> The task
Write the records below out in full, character for character, with no pictures.
# # # # #
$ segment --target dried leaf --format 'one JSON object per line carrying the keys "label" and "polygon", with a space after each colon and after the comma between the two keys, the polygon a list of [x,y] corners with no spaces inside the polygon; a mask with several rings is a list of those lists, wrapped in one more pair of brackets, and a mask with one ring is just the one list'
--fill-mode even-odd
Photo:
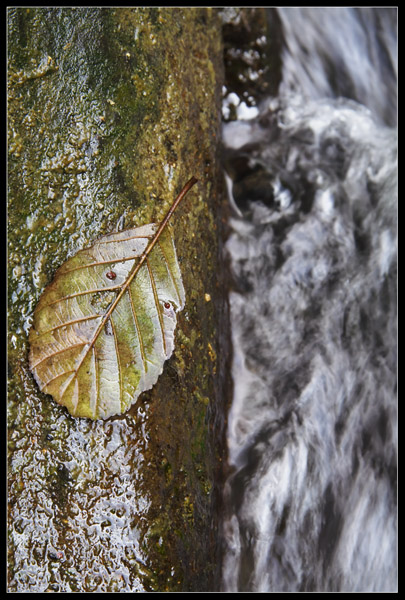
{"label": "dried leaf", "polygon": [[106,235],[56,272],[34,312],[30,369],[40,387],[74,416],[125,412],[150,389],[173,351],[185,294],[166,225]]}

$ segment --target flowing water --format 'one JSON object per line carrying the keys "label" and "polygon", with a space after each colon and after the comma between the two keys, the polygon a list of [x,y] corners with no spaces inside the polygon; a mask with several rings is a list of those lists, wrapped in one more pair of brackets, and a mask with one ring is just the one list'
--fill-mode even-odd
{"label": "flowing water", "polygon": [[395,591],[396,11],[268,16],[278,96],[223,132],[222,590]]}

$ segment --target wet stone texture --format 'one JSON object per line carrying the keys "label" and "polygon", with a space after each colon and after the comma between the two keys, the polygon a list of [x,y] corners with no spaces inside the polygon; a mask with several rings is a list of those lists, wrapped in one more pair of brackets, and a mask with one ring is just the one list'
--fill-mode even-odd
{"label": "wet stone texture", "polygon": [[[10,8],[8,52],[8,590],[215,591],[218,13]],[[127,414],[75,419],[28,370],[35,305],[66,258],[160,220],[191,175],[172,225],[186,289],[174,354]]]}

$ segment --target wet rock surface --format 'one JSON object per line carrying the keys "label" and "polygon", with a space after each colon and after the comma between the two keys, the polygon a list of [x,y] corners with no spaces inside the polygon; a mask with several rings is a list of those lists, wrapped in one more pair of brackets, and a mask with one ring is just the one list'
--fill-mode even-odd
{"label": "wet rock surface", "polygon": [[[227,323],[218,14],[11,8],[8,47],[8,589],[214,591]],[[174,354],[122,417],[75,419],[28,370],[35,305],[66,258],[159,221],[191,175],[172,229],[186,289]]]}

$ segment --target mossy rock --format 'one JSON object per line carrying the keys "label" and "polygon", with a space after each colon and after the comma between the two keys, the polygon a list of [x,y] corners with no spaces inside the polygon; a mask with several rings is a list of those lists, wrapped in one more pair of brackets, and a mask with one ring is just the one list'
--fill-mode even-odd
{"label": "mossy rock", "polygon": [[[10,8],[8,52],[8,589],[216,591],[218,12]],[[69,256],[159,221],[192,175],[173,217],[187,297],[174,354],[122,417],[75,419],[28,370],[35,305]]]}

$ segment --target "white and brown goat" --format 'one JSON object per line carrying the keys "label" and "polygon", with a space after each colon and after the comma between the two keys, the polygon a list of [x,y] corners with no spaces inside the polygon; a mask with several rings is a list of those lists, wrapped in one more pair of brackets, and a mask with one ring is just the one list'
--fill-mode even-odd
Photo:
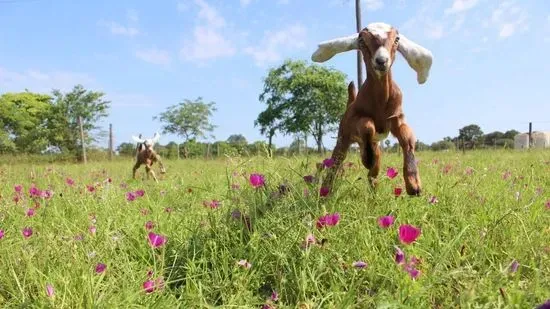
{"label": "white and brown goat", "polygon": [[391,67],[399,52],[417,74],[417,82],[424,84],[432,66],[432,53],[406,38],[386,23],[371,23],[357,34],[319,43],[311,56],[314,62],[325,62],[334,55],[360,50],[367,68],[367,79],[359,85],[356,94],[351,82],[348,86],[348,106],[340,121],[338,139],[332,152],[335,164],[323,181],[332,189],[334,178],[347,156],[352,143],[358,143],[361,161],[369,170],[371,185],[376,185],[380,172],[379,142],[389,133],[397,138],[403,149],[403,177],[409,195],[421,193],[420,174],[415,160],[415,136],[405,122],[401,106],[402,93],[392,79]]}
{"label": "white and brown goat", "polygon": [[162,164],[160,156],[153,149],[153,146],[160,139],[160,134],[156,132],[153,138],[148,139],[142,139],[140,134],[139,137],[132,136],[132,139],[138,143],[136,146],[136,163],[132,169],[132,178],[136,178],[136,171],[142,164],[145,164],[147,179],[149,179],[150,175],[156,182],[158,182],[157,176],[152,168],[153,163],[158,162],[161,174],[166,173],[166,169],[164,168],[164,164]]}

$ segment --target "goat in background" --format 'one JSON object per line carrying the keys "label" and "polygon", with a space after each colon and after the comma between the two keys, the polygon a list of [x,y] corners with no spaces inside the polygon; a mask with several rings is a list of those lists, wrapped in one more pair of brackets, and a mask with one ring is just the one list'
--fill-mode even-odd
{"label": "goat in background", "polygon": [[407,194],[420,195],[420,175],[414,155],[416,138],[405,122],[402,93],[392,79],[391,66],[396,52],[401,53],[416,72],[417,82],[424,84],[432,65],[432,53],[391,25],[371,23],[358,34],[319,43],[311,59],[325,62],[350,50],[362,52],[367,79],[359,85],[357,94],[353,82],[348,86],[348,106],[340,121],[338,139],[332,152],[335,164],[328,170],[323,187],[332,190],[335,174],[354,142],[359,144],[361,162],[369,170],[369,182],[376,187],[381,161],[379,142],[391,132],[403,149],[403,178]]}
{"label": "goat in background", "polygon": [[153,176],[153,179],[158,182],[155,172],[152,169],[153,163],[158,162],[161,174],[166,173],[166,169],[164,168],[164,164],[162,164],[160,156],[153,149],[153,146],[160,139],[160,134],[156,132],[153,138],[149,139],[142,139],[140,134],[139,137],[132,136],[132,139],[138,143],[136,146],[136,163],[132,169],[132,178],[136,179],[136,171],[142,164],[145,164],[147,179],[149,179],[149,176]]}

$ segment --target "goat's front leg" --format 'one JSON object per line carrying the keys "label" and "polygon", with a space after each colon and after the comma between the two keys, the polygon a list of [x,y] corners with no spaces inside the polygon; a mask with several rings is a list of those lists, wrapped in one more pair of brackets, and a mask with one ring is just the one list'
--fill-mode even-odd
# # # # #
> Complete response
$ segment --target dried leaf --format 'one JSON object per line carrying the keys "label" and "polygon", with a space after each colon and after the comma between the two keys, the polygon a list of [x,y] corners with no spaces inside the polygon; a mask with several rings is a list of those lists, wrapped in one more pair of brackets, and a mask with one ring is just the one list'
--fill-mode even-odd
Photo:
{"label": "dried leaf", "polygon": [[106,235],[56,272],[34,312],[30,369],[40,387],[74,416],[125,412],[150,389],[173,351],[185,294],[166,225]]}

$ segment --target flowing water --format 'one JSON object per line carrying the keys "label" and "polygon", with a space after each colon and after the comma between the two keys, the polygon a list of [x,y] corners with no spaces inside the polygon; a mask with several rings is a list of those lists, wrapped in one more pair of brackets, and a mask with one ring is just the one list'
--fill-mode even-odd
{"label": "flowing water", "polygon": [[395,591],[396,11],[268,16],[278,96],[223,132],[222,590]]}

$ segment --target wet stone texture --format 'one JSON object per line carrying the keys "label" and "polygon", with a space after each colon and after the comma between the two keys, the polygon a list of [x,y] corners with no spaces inside the polygon; a mask with several rings is a list of those lists, wrapped in one more pair of brackets, and a mask with one ring is just the one list'
--fill-mode even-odd
{"label": "wet stone texture", "polygon": [[[10,8],[8,52],[8,590],[215,591],[218,13]],[[127,414],[75,419],[28,370],[35,305],[66,258],[160,220],[191,175],[172,225],[186,289],[174,354]]]}

$ segment --target wet rock surface --format 'one JSON object per line carrying the keys "label" and "polygon", with a space after each colon and after the comma between the two keys, the polygon a list of [x,y] corners with no spaces inside the polygon; a mask with several rings is a list of those lists, wrapped in one more pair of brackets, and a mask with one ring is just the one list'
--fill-mode even-odd
{"label": "wet rock surface", "polygon": [[[227,323],[218,14],[11,8],[8,47],[8,589],[214,591]],[[174,354],[122,417],[75,419],[28,370],[35,305],[66,258],[159,221],[191,175],[172,229],[186,289]]]}

$ segment --target mossy rock --format 'one JSON object per line carrying the keys "label" and "polygon", with a space after each colon and after the comma between the two keys, the polygon a list of [x,y] corners with no spaces inside the polygon; a mask with several rings is a list of those lists, wrapped in one more pair of brackets, and a mask with one ring is just the one list'
--fill-mode even-odd
{"label": "mossy rock", "polygon": [[[10,8],[8,52],[8,589],[216,591],[218,12]],[[69,256],[159,221],[192,175],[173,217],[187,297],[174,354],[122,417],[75,419],[28,370],[35,305]]]}

$ segment --target "white and brown goat" --format 'one JSON object per line carrying the keys "label" and "polygon", with a space after each colon and after the comma between the two keys, the polygon a list of [x,y] corners with no spaces inside the polygon; a mask with several rings is a list of those lists, wrapped in one more pair of brackets, and a mask with one ring is just the one list'
--fill-mode even-odd
Photo:
{"label": "white and brown goat", "polygon": [[391,67],[399,52],[417,74],[417,82],[424,84],[432,66],[432,53],[406,38],[386,23],[371,23],[357,34],[319,43],[311,56],[314,62],[325,62],[334,55],[360,50],[367,68],[367,79],[359,85],[356,94],[351,82],[348,86],[348,106],[340,121],[338,139],[332,152],[335,164],[323,181],[332,189],[334,178],[347,156],[352,143],[358,143],[361,161],[369,170],[371,185],[376,185],[380,172],[379,142],[389,133],[397,138],[403,149],[403,177],[409,195],[421,193],[420,174],[415,160],[415,136],[405,122],[401,106],[402,93],[392,79]]}
{"label": "white and brown goat", "polygon": [[162,164],[160,156],[153,149],[153,146],[160,139],[160,134],[156,132],[153,138],[148,139],[142,139],[140,134],[139,137],[132,136],[132,139],[138,143],[136,146],[136,163],[132,169],[132,178],[136,178],[136,171],[142,164],[145,164],[147,179],[149,179],[150,175],[156,182],[158,182],[157,176],[152,168],[153,163],[158,162],[161,174],[166,173],[166,169],[164,168],[164,164]]}

$ segment --target "goat in background" --format 'one JSON object per line carrying the keys "label" and "polygon", with a space after each colon and after the comma between the two keys, the polygon a list of [x,y] corners with no spaces inside the polygon; a mask with several rings is a list of those lists, wrapped in one more pair of brackets, and a mask with one ring is just the one list'
--fill-mode even-odd
{"label": "goat in background", "polygon": [[407,194],[420,195],[420,175],[414,155],[416,138],[405,122],[402,93],[392,79],[391,66],[396,52],[401,53],[416,72],[417,82],[424,84],[432,65],[432,53],[391,25],[371,23],[358,34],[319,43],[311,59],[325,62],[350,50],[362,52],[367,79],[359,85],[357,94],[353,82],[348,86],[348,106],[340,121],[338,139],[332,152],[335,164],[328,170],[323,187],[332,190],[335,174],[354,142],[359,144],[361,162],[369,170],[369,182],[376,187],[381,161],[379,142],[391,132],[403,149],[403,178]]}
{"label": "goat in background", "polygon": [[153,176],[153,179],[158,182],[155,172],[152,169],[153,163],[158,162],[161,174],[166,173],[166,169],[164,168],[164,164],[162,164],[160,156],[153,149],[153,146],[160,139],[160,134],[156,132],[153,138],[149,139],[142,139],[140,134],[139,137],[132,136],[132,139],[138,143],[136,146],[136,163],[132,169],[132,178],[136,179],[136,171],[142,164],[145,164],[147,179],[149,179],[149,176]]}

$ segment --target "goat's front leg" --format 'one JSON object per line carrying the keys "label" and "polygon", with a space after each colon and after the comma between the two keys, the polygon a list of [x,y] corners with no spaces inside the polygon; a mask with several rings is a list of those lists, wrapped in one more pair of brackets, and a mask with one ring is just the one list'
--fill-mode even-odd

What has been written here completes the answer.